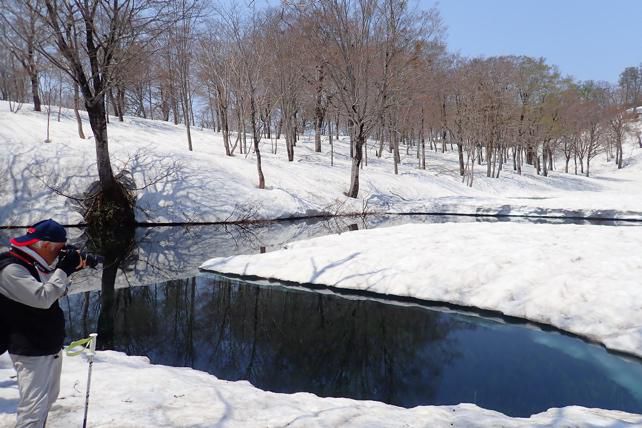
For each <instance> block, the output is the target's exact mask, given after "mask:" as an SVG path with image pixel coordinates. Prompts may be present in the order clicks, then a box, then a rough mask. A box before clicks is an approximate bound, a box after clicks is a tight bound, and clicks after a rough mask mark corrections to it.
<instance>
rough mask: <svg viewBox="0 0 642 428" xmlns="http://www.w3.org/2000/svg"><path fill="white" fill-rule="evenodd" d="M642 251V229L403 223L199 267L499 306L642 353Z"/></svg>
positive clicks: (376, 290) (490, 306)
mask: <svg viewBox="0 0 642 428" xmlns="http://www.w3.org/2000/svg"><path fill="white" fill-rule="evenodd" d="M641 245H642V227H624V228H622V227H619V228H618V227H608V226H577V225H541V224H540V225H532V224H515V223H459V224H453V223H444V224H428V225H404V226H398V227H391V228H381V229H375V230H365V231H357V232H351V233H348V234H341V235H329V236H324V237H320V238H315V239H311V240H306V241H300V242H294V243H292V244H288V245H287V247H286V248H285V249H283V250H280V251H275V252H272V253H267V254H258V255H239V256H233V257H224V258H215V259H211V260H209V261H207V262H205V263H204V264H203V265H202V266H201V268H202V269H205V270H210V271H216V272H223V273H232V274H237V275H251V276H259V277H264V278H275V279H280V280H286V281H292V282H298V283H313V284H323V285H328V286H332V287H340V288H351V289H357V290H367V291H372V292H377V293H383V294H391V295H397V296H411V297H416V298H420V299H426V300H435V301H444V302H450V303H454V304H458V305H464V306H473V307H477V308H482V309H490V310H496V311H500V312H502V313H504V314H506V315H511V316H515V317H520V318H524V319H528V320H532V321H537V322H541V323H546V324H550V325H553V326H556V327H558V328H560V329H563V330H566V331H569V332H573V333H576V334H578V335H581V336H584V337H586V338H589V339H591V340H594V341H597V342H600V343H603V344H604V345H605V346H606V347H608V348H610V349H613V350H618V351H624V352H628V353H631V354H634V355H637V356H640V357H642V287H640V278H642V258H640V257H639V251H640V247H641Z"/></svg>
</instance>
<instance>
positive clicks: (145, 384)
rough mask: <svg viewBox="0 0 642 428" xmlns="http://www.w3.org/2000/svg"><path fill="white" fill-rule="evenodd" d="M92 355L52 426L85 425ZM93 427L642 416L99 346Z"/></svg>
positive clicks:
***
Please write out exactly the line containing "</instance>" and every line after it through the end of the records, nothing more.

=== RESULT BELOW ===
</instance>
<instance>
positive clicks: (145, 384)
rough mask: <svg viewBox="0 0 642 428" xmlns="http://www.w3.org/2000/svg"><path fill="white" fill-rule="evenodd" d="M92 355L52 426L85 425ZM93 427L642 416L99 346Z"/></svg>
positive clicks:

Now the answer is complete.